======== DATASET

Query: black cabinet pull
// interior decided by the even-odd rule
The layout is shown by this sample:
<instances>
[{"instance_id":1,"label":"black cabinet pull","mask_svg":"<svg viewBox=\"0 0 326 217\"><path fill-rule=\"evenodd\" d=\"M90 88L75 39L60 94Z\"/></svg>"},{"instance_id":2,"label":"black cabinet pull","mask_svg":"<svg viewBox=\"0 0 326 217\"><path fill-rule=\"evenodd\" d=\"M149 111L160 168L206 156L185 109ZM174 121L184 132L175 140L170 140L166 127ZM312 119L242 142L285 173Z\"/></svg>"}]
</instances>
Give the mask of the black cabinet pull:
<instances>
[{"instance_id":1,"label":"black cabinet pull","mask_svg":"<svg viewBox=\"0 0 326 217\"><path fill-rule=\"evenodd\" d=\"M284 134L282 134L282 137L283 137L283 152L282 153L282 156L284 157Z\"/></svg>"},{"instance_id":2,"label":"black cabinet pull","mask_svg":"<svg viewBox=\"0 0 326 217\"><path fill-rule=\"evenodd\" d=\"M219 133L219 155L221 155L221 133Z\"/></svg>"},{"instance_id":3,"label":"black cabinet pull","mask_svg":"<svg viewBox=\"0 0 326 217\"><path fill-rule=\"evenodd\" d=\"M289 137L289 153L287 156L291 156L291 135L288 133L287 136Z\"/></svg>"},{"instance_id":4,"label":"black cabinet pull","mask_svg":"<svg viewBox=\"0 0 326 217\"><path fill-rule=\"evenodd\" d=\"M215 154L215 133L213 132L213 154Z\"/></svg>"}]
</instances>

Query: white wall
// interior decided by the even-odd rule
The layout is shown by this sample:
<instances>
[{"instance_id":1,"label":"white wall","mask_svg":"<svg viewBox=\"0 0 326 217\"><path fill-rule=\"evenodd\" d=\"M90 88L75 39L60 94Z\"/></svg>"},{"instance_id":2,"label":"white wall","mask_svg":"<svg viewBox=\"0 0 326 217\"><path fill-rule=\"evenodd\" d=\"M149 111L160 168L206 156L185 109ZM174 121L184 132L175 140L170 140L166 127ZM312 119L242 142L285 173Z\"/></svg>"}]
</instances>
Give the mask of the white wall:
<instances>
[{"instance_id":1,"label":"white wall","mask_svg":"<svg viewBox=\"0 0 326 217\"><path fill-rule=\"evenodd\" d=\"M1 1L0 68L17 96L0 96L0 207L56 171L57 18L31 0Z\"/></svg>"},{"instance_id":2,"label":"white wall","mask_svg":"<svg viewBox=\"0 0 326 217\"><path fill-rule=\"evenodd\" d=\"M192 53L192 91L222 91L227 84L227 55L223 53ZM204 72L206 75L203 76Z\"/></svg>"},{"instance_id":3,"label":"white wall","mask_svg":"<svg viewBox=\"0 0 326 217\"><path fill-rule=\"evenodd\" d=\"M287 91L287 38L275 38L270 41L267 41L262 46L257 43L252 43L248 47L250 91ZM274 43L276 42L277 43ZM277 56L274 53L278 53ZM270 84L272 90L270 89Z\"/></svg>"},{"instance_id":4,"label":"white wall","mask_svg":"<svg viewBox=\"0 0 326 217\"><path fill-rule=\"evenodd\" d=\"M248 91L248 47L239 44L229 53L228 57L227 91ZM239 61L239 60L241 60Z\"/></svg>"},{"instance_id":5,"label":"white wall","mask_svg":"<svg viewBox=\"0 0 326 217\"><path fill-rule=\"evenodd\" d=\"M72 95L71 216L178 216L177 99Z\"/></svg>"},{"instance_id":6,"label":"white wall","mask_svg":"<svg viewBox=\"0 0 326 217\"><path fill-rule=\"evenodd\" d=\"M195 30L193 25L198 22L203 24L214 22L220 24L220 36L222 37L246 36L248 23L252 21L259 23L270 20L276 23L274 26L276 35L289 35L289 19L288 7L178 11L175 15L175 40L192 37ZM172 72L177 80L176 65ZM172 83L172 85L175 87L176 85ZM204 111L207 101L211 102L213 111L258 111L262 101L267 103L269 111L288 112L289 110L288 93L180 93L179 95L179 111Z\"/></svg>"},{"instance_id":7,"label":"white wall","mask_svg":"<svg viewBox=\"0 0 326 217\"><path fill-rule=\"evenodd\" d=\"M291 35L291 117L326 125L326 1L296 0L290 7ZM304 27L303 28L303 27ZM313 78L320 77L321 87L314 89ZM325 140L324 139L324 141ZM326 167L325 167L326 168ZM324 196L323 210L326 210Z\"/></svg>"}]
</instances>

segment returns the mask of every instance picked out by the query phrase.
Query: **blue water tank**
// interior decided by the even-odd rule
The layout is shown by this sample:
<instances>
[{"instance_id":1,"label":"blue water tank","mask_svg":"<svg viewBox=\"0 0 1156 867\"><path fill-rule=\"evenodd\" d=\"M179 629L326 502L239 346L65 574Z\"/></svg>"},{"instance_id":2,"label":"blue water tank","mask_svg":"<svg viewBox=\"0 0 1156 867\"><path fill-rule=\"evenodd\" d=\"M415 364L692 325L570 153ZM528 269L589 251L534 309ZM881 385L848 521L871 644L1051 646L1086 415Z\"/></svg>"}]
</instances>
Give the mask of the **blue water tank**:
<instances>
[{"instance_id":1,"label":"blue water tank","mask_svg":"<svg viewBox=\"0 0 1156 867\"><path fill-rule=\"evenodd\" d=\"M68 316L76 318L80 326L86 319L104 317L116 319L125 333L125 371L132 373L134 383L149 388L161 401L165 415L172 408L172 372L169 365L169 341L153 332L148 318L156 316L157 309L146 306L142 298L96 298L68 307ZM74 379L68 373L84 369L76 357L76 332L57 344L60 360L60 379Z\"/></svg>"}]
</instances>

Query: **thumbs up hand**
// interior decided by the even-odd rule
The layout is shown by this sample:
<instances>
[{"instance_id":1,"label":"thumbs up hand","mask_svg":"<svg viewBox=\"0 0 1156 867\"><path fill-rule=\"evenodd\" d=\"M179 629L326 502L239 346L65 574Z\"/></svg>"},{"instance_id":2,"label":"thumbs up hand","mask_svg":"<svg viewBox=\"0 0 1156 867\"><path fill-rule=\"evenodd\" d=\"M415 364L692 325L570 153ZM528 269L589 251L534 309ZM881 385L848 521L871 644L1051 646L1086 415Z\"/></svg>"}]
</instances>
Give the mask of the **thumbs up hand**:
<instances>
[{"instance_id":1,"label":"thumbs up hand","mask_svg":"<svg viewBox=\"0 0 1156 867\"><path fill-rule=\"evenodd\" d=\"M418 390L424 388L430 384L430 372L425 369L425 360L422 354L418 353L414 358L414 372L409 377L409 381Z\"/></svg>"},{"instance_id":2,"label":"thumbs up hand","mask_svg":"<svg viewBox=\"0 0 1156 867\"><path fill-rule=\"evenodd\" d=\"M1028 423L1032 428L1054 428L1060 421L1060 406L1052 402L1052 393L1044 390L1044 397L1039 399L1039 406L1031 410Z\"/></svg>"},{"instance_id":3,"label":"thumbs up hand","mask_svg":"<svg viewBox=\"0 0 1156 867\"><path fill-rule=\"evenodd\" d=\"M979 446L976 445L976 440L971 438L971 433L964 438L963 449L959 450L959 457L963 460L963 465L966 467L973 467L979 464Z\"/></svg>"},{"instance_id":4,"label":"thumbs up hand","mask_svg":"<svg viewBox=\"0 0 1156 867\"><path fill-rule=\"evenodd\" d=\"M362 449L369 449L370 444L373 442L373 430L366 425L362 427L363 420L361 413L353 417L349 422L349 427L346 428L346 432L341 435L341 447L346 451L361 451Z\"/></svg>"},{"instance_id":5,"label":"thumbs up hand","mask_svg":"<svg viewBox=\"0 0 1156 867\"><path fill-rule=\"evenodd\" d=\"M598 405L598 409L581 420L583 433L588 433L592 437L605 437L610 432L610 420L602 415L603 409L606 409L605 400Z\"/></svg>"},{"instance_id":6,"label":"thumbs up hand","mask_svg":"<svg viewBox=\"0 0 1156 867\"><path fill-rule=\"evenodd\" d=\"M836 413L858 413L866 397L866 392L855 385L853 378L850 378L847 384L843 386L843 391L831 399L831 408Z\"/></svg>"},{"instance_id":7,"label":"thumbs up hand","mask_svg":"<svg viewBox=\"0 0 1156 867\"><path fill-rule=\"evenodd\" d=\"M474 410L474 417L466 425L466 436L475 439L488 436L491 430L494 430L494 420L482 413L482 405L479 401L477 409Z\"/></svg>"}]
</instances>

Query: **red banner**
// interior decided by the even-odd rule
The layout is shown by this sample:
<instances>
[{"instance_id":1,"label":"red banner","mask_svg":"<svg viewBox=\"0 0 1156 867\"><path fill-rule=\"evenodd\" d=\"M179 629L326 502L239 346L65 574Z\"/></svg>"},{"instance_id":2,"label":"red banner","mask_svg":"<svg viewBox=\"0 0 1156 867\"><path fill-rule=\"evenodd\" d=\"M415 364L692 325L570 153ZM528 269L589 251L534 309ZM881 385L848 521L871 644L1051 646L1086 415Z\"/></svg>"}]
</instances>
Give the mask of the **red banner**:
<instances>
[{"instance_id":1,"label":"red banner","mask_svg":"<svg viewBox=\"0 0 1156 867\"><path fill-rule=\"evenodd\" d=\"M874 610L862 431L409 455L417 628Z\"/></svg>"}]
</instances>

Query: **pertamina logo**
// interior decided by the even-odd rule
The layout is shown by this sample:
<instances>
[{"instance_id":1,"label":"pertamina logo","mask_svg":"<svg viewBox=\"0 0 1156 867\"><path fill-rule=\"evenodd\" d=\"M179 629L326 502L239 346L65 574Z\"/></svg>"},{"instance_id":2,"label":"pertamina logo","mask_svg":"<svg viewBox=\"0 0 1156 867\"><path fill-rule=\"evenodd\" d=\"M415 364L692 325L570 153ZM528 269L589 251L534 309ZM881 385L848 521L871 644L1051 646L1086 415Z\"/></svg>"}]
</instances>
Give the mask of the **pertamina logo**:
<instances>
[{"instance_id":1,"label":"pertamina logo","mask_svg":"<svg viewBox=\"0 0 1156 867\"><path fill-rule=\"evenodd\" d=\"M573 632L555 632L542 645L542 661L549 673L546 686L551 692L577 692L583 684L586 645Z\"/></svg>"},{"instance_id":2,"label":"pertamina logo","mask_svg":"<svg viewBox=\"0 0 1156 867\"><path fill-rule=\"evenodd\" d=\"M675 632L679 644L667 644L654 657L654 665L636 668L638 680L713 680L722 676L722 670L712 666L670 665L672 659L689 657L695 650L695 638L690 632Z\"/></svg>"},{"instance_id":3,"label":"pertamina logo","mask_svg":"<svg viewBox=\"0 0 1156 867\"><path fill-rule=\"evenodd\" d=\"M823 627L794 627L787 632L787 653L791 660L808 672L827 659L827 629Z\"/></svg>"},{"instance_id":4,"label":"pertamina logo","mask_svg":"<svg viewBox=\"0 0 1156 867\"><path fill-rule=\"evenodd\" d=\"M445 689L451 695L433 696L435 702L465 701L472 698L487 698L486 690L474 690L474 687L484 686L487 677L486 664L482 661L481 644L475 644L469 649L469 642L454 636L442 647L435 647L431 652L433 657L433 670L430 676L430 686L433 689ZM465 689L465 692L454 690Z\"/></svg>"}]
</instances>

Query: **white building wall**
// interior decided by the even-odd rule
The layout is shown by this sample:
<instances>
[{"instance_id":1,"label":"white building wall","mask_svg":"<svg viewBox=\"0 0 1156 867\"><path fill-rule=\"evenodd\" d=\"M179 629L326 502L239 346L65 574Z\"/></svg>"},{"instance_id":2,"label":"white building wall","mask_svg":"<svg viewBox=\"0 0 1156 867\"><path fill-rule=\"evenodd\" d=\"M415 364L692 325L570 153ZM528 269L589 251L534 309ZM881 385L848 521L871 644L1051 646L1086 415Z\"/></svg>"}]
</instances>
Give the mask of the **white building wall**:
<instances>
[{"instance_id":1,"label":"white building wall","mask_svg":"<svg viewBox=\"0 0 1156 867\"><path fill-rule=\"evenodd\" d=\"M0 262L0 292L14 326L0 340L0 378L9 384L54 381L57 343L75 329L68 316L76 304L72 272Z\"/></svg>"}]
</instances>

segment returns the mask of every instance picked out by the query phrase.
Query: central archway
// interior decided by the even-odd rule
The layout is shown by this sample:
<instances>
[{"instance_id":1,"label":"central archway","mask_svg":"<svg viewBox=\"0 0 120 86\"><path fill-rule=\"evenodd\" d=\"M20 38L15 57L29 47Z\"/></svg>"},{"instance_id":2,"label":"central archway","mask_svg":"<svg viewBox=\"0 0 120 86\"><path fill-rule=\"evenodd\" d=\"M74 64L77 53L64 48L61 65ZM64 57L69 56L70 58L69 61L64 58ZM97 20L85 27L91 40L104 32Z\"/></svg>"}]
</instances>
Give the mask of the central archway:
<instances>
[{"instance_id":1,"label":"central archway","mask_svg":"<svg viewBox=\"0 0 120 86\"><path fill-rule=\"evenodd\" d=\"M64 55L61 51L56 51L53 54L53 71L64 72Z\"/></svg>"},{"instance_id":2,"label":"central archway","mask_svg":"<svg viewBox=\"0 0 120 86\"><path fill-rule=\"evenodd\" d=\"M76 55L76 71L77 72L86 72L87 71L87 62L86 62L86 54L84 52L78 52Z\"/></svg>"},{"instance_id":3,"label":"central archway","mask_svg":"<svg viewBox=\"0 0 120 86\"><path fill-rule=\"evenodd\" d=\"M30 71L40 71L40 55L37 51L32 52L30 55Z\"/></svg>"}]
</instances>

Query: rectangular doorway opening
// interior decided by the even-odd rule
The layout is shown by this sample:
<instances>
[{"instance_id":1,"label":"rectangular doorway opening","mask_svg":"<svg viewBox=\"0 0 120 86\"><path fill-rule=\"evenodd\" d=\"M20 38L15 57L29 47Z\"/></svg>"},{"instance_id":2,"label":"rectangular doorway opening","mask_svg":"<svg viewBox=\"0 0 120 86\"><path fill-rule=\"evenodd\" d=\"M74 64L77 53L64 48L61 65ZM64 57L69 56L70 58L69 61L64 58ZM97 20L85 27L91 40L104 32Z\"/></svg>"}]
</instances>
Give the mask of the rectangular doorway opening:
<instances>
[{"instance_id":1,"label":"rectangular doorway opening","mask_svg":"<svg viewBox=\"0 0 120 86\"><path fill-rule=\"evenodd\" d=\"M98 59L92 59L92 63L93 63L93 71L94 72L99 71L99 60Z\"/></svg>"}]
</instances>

================

• **REQUIREMENTS**
Collect every line of the records above that contains the string "central", and copy each one in full.

• **TASK RESULT**
Query: central archway
[{"instance_id":1,"label":"central archway","mask_svg":"<svg viewBox=\"0 0 120 86\"><path fill-rule=\"evenodd\" d=\"M20 38L15 57L29 47Z\"/></svg>"},{"instance_id":2,"label":"central archway","mask_svg":"<svg viewBox=\"0 0 120 86\"><path fill-rule=\"evenodd\" d=\"M74 64L77 53L64 48L61 65ZM64 57L69 56L70 58L69 61L64 58ZM97 20L85 27L91 40L104 32Z\"/></svg>"}]
Give the mask of the central archway:
[{"instance_id":1,"label":"central archway","mask_svg":"<svg viewBox=\"0 0 120 86\"><path fill-rule=\"evenodd\" d=\"M64 55L61 51L56 51L53 54L53 71L64 72Z\"/></svg>"},{"instance_id":2,"label":"central archway","mask_svg":"<svg viewBox=\"0 0 120 86\"><path fill-rule=\"evenodd\" d=\"M76 55L76 71L77 72L86 72L87 71L87 62L86 62L86 54L84 52L78 52Z\"/></svg>"},{"instance_id":3,"label":"central archway","mask_svg":"<svg viewBox=\"0 0 120 86\"><path fill-rule=\"evenodd\" d=\"M30 71L40 71L40 55L37 51L32 52L30 55Z\"/></svg>"}]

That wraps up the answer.